**Requirement:**
A faithful copy of each record is required, minus the images.

Image point grounding data
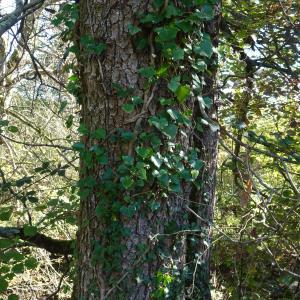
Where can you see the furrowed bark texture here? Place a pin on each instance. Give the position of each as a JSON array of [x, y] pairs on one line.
[[107, 22]]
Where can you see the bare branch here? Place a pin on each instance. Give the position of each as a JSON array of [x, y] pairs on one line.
[[63, 247], [9, 20]]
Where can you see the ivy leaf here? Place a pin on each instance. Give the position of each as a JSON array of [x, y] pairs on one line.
[[172, 11], [30, 230], [167, 33], [144, 153], [18, 268], [147, 72], [177, 54], [3, 285], [159, 123], [182, 93], [170, 131], [205, 47], [184, 25], [5, 243], [127, 182], [199, 65], [156, 159], [137, 100], [4, 123], [12, 129], [6, 213], [174, 84], [207, 102], [128, 108]]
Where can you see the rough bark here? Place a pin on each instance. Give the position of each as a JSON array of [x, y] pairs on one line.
[[134, 278]]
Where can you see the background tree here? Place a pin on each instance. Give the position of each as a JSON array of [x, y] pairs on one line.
[[135, 149]]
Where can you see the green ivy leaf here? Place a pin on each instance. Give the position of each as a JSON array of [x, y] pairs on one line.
[[177, 54], [3, 285], [170, 131], [6, 213], [145, 153], [182, 93], [18, 268], [174, 84], [157, 161], [12, 129], [172, 11], [6, 243], [207, 102], [30, 230], [167, 33], [128, 108], [127, 182], [13, 297], [204, 48], [4, 123]]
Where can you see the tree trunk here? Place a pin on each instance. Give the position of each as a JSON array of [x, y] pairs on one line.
[[135, 237]]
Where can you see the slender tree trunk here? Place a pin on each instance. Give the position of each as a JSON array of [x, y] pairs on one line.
[[134, 244]]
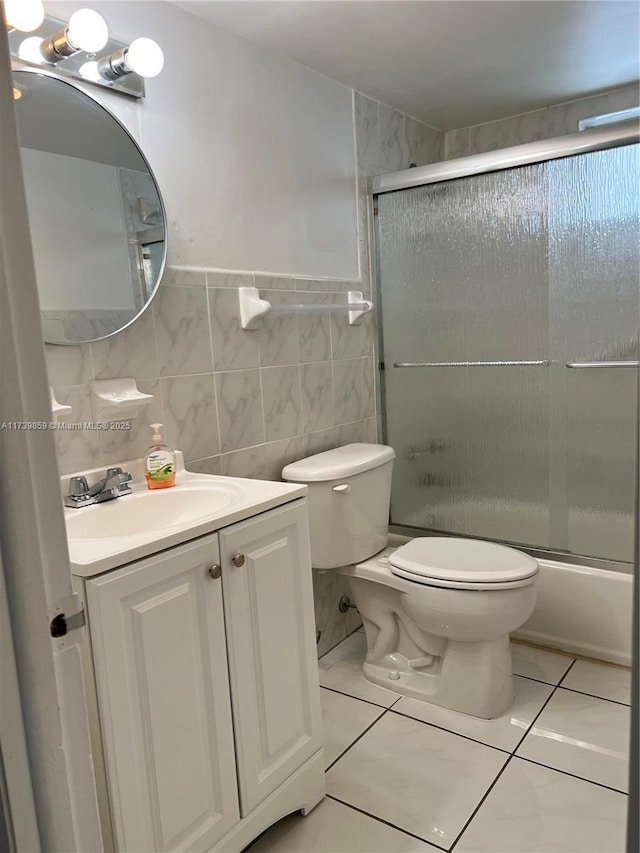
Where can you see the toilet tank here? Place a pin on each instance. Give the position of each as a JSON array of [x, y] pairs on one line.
[[349, 495]]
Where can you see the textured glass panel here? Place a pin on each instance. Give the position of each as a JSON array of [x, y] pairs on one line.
[[594, 279], [463, 272], [535, 263]]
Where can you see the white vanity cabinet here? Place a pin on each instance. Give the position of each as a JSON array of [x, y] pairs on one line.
[[207, 691]]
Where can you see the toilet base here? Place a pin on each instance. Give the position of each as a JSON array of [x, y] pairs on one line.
[[472, 678]]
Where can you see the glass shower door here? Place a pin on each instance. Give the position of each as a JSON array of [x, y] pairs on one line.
[[594, 302], [488, 288]]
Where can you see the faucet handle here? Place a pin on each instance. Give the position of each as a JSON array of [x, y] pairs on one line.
[[79, 494], [78, 486]]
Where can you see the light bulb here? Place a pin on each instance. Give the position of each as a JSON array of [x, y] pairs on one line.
[[144, 57], [89, 70], [24, 15], [29, 50], [87, 30]]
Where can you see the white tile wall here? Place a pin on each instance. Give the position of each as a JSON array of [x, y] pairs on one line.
[[256, 159], [551, 121]]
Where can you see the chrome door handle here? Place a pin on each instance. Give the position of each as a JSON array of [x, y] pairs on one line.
[[591, 364]]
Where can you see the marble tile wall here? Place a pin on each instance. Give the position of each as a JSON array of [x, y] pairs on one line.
[[245, 403], [556, 120]]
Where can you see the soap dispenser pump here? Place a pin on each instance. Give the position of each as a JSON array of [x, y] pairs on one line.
[[159, 462]]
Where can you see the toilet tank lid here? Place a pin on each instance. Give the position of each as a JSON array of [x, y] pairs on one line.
[[340, 462]]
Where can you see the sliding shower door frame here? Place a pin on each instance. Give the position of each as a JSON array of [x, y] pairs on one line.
[[596, 139]]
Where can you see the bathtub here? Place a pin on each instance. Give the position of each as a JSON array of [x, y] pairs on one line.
[[582, 610]]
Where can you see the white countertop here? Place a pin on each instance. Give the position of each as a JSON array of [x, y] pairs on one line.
[[92, 556]]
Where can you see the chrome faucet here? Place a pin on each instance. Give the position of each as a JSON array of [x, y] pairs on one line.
[[113, 485]]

**Your solution:**
Where can you see the furrowed bark texture here? Place a pin on each instance. Give the position of each as a JSON array of [x, y] pairs on one line.
[[107, 22]]
Where can you see the bare branch here? Place a pin on each instance. Give the position of each as a JSON array of [x, y] pairs on one line.
[[63, 247], [9, 20]]
Where can you see the ivy leaf here? Place a pin on each instance. Give the position of each as a JSON array of [x, y] pairs on one line.
[[172, 11], [30, 230], [167, 33], [144, 153], [18, 268], [147, 72], [177, 54], [3, 285], [159, 123], [182, 93], [170, 131], [205, 47], [184, 25], [5, 243], [127, 182], [199, 65], [156, 159], [137, 100], [4, 123], [12, 129], [6, 213], [174, 84], [207, 102], [128, 108]]
Where can you see the rough bark here? Place a pin on each instance. Give the position of each as a JSON array of [x, y] pairs on one line.
[[134, 278]]
Where can you see the background tree here? Place a pin on each instance. Give the position of each as a JSON array of [x, y] pairs on one line.
[[135, 149]]
Where can you see the green ivy leaf here? Place a pin on each instance. Give the position of each as a JSON array of [x, y] pairs on one line.
[[177, 54], [3, 285], [170, 131], [6, 213], [145, 153], [182, 93], [18, 268], [174, 84], [157, 161], [12, 129], [172, 11], [6, 243], [207, 102], [30, 230], [167, 33], [128, 108], [127, 182], [13, 297], [204, 48], [4, 123]]
Where can you see the tree trunk here? Place a pin on each instance. Give the position of each as a JSON array of [x, y] pairs on one line.
[[135, 237]]
Where can you see the slender tree trunk here? Place a pin on each instance. Give the position of each as a JSON array of [x, y] pairs on one line.
[[134, 244]]
Where can you see the toilet tank here? Place a pin on each instance. Give the position of each as a JSON array of [x, y] pairs on one line.
[[349, 495]]
Where can you see the textured glass panel here? Place a pin on each instance. Give the position of each as a JSON array of [x, y] pairs on one line.
[[594, 279], [463, 272], [535, 263]]
Where can you see the white vanity cabinet here? Place a pin on each instance. Give the position of each as a JSON array of [x, y] pairs on one line.
[[207, 691]]
Where can you see the toilet base here? Place a pin on each instance. Give the position of each as a JSON array of [x, y] pairs on one line.
[[472, 678]]
Where can you see the glass shower door here? Place a pin on each instance. Give the position of each as a JSON array of [x, y] pairs on one line.
[[594, 302], [488, 288]]
Where can you see the faucet handle here? Place a pin on each instance. Give the position of each as a JSON array of [x, y] pairs on one line.
[[79, 494], [78, 486]]
Where can you see the light bulb here? Place a pin on each instance. Give the position of each as a JSON array of [x, y] pairs on one line.
[[144, 57], [89, 70], [24, 15], [29, 50], [87, 30]]
Where can you see the white tile wall here? Place a pin on each instance. Give the position of each as a JSON array of [x, y] pairs on one line.
[[256, 159], [551, 121]]
Where can you see the chrome door handle here? Place a pin on each instance. Give the position of each as a JSON array of [x, y] pairs on one line.
[[591, 364]]
Where can you see the marble tile wall here? Place a pin on each instance. Give the position of each as a JSON array of [x, y] pairs on one line.
[[245, 403], [556, 120]]
Where can you see the soap dispenser pump here? Place a pin on each instance. Give the position of each as a JSON array of [x, y] pairs on one line.
[[159, 462]]
Where can you see the toilet tank lid here? Place a pin on each instance. Give the position of each as a JSON array of [x, y] pairs on one line.
[[340, 462]]
Where can you see the sliding shower door frame here? Place a pin on each instance. Give the position of each as a JSON array of [x, y] pairs on one line.
[[596, 139]]
Where can you see the bathtub here? Place a pin on each instance. Give the position of each as a JSON array of [x, y] pairs on one line.
[[582, 610]]
Where can you see the white countertop here? Place a pin on each instance. Give the position of each as a JSON array of [x, y] pairs on one line.
[[92, 556]]
Where can you see the chrome faucet here? Place a pin on each instance. Give the position of each as a JSON array of [x, y] pairs on one line.
[[113, 485]]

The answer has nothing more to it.